-- BEGIN SELECTED EXTRACT --

The head of the Mexican migration service, Felipe de
Jesus Preciado, said in an interview that he expected
the numbers to rise dramatically with the
implementation of Plan Sur, particularly when the
purge of corrupt elements begins to take root.

Mr.
Preciado said the motive for the southern crackdown
was a desire to deal with the problems created by
penniless migrants flowing north along routes also
used by drug traffickers and gun runners. "The
flow of Central American migrants north is a national
security problem for Mexico. It wouldn`t be such a big
problem if they were getting through to the U.S., but
they get stuck and they hang around in the frontier
cities making trouble, sleeping in the streets with no
money," he said.

It is an argument that
fails to satisfy migrants` rights groups, who have
lambasted Plan Sur as hypocritical, inhumane and
misguided. "The government`s search for
concessions for Mexican workers has gone hand in hand
with a tightening of the southern frontier," said
Blanca Villasenor of the Mexico-based group Sin
Fronteras (Without Borders). "In the south, the
Mexican authorities are now repeating the same
discourse as the United States." …

"Every
day, we are seeing the Mexican police getting more
rigid and pushing people to take more risky routes,
and this goes hand in hand with increases in
abuses," said Walter Arriaga from Casa Migrante,
a church-run support group in the Guatemalan border
city of Tecun Uman. "We will bring down the death
toll," Mr. Preciado said, referring primarily to
the widespread assaults against vulnerable migrants in
the south. "But if someone drowns in some river
because there is no other route, what can we do?"

-- END SELECTED EXTRACT --
-- BEGIN DATASET EXTRACT --

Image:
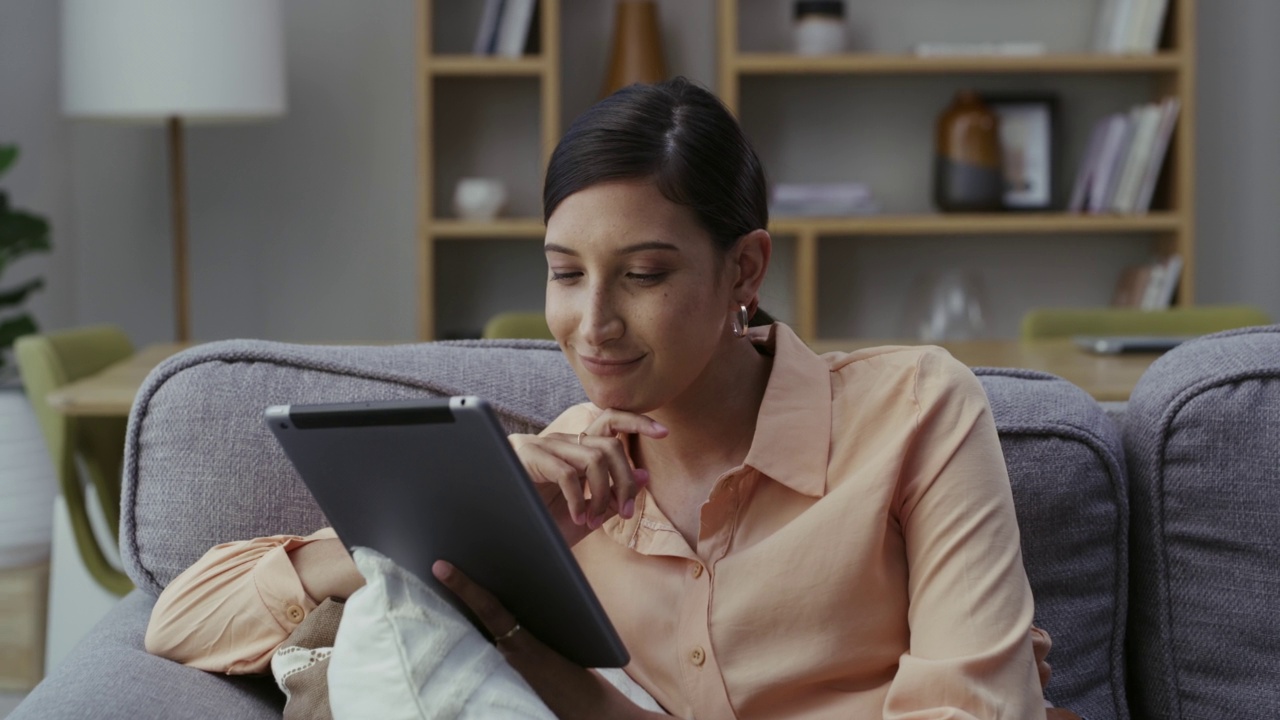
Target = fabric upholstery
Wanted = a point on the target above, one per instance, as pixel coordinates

-- END DATASET EXTRACT --

OBJECTIVES:
(A) In the passage on Mexico's migration crackdown, starting at "The head of" and ending at "to take root.", substitute "Southern Plan" for every "Plan Sur" and give that part again.
(B) Resume the article on Mexico's southern border crackdown, picking up after its final sentence.

EXERCISE RESULTS:
(A)
The head of the Mexican migration service, Felipe de
Jesus Preciado, said in an interview that he expected
the numbers to rise dramatically with the
implementation of Southern Plan, particularly when the
purge of corrupt elements begins to take root.

(B)
This
got me to thinking about a novel solution for our
immigration problems and for President Fox`s domestic
problems.

Fox
seems a fine fellow, one who might actually believe
the Tony Blair Third Way rhetoric he espouses. (Oh,
you`ve read on the Wall Street Journal
editorial page that Fox is a conservative free
marketeer? Well, the WSJ`s
record on judging Mexican Presidents is a little
spotty
. Dow-Jones put the depraved former President
Carlos Salinas
on their Board of Directors just
before he had to flee to Ireland to avoid being
lynched by his erstwhile subjects. Fox told Britain`s
Daily Telegraph
he saw himself as
"center-left," and stated, "I would
more take Tony Blair`s philosophy of the Third Way
than the neo-liberal conservative position of
Thatcher.")

Yet,
by most accounts, Fox has made little progress toward
solving the fundamental problems that have plagued
Mexico for the last 480 years.

Eight
months into the Fox era, the Indians in Chiapas remain
in revolt. He can`t finance education and welfare
programs because the white upper class continues to
cheat massively on their income tax obligations.
Mexico is in recession and won`t come close to
creating the new jobs it needs to provide work to its
rapidly growing populations.

Not
surprisingly, with the home front so dire, Fox and his
Foreign
Minister Jorge G. Castañeda
have found it far more
enjoyable to spend much time in America shaking down
the U.S. government for benefits for Mexicans.

According
to Castañeda, Fox`s goal is to turn NAFTA into the
European Union. What he especially wants are the big
subsidies from America and Canada of the kind Germany
and France paid to poorer countries like Spain. Castañeda told the LA Times (8/12/2001),
"Somebody else has to build our highways."

Currently,
residents of the US send about $7 or 8 billion per
year back to Mexico as remittances. This is a huge
amount to Fox. To us, it is chump change, relative to
the costs imposed on America by Mexican illegal
immigration.

The
man needs money. America has money. Let`s make a deal.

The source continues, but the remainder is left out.